● **Passage for review**
□ □ □
Mixed up: Insights into artificial sequencing chimeras
Sequencing a genome is not as simple as reading a book. All those neatly lined up letters are the final product of a complex process made up of many intricate steps that can—and do—go wrong. In a report published in G3: Genes|Genomes|Genetics, Peccoud et al. put their painful sequencing experiences to good use providing new insights into a common sequencing problem: artificial chimeras.
Sequencing typically requires cutting up genetic material into fragments. These fragments are then amplified by PCR, and these amplified fragments are then sequenced. The end result is millions of short sequences, called reads. These reads can then be aligned to a reference sequence to identify changes like recombination and mutations.
The authors of the G3 study originally set out to identify recombination events between dengue virus and its host mosquito. They sequenced RNA from virus-infected mosquito cells, and they added pillbug RNA to a separate batch to serve as a control. Unexpectedly, the authors found virus-mosquito and virus-pillbug recombinant reads at similar frequencies. Since the virus RNA had never been in contact with the pillbug RNA before the sequencing procedure, they concluded that most, if not all, of these recombination events must have happened during the amplification or sequencing steps.
□ □ □
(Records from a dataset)
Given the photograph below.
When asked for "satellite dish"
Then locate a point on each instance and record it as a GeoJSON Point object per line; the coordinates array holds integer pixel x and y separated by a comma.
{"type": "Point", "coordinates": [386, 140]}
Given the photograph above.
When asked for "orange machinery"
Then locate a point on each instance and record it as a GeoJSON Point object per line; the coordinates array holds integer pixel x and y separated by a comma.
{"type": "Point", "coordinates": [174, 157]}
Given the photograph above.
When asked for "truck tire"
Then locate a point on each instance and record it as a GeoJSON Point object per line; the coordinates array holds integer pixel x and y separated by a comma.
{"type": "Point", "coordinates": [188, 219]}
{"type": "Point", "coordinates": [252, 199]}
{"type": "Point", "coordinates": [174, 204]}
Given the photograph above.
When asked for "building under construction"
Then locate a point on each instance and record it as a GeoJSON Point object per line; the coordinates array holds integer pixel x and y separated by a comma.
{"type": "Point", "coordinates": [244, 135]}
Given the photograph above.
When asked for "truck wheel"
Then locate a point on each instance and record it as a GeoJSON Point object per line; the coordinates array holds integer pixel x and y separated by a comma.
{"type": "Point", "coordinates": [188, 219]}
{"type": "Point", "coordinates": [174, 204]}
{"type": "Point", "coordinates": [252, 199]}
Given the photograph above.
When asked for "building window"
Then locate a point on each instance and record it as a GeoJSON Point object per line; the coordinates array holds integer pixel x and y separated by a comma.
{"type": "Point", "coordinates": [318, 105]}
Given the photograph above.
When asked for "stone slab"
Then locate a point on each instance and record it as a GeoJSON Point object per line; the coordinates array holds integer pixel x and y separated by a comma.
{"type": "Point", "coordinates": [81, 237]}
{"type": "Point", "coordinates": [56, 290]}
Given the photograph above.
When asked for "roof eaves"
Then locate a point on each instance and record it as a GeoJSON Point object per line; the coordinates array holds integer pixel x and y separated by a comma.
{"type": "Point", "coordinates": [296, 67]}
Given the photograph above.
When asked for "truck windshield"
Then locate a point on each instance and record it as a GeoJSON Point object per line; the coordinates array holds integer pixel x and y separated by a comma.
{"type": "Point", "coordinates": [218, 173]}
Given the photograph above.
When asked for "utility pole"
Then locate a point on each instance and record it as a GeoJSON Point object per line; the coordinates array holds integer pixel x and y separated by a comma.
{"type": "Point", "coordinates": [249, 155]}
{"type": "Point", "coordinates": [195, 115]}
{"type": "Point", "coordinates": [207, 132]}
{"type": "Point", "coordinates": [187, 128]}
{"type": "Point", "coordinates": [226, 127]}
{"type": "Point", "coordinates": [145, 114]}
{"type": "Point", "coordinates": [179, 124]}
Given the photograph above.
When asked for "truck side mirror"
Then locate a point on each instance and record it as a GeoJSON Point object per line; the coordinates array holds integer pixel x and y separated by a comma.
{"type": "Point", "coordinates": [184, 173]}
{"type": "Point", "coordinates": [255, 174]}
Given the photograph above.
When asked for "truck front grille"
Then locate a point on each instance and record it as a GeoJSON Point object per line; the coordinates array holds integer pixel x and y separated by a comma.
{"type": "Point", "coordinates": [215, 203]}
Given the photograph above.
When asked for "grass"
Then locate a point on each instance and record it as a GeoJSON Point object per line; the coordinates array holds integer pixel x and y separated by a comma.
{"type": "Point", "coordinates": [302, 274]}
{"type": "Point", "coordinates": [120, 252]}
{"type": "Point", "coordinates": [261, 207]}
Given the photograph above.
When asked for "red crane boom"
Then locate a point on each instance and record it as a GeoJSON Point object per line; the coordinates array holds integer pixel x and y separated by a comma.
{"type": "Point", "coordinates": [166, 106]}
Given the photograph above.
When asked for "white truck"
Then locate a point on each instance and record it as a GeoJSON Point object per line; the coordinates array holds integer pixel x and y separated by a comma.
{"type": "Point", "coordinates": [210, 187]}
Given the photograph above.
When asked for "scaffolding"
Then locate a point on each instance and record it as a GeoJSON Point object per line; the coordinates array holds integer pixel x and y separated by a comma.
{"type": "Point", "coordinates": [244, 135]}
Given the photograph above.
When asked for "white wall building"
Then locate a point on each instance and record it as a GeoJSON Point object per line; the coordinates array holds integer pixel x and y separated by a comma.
□ □ □
● **Task 1**
In the sequencing chimeras article, what did the authors of the G3 study originally set out to identify?
● **Task 2**
Copy everything in the sequencing chimeras article from "The authors of" down to "or sequencing steps.", substituting "woodlouse" for each "pillbug".

● **Exercise response 1**
Recombination events between dengue virus and its host mosquito.

● **Exercise response 2**
The authors of the G3 study originally set out to identify recombination events between dengue virus and its host mosquito. They sequenced RNA from virus-infected mosquito cells, and they added woodlouse RNA to a separate batch to serve as a control. Unexpectedly, the authors found virus-mosquito and virus-woodlouse recombinant reads at similar frequencies. Since the virus RNA had never been in contact with the woodlouse RNA before the sequencing procedure, they concluded that most, if not all, of these recombination events must have happened during the amplification or sequencing steps.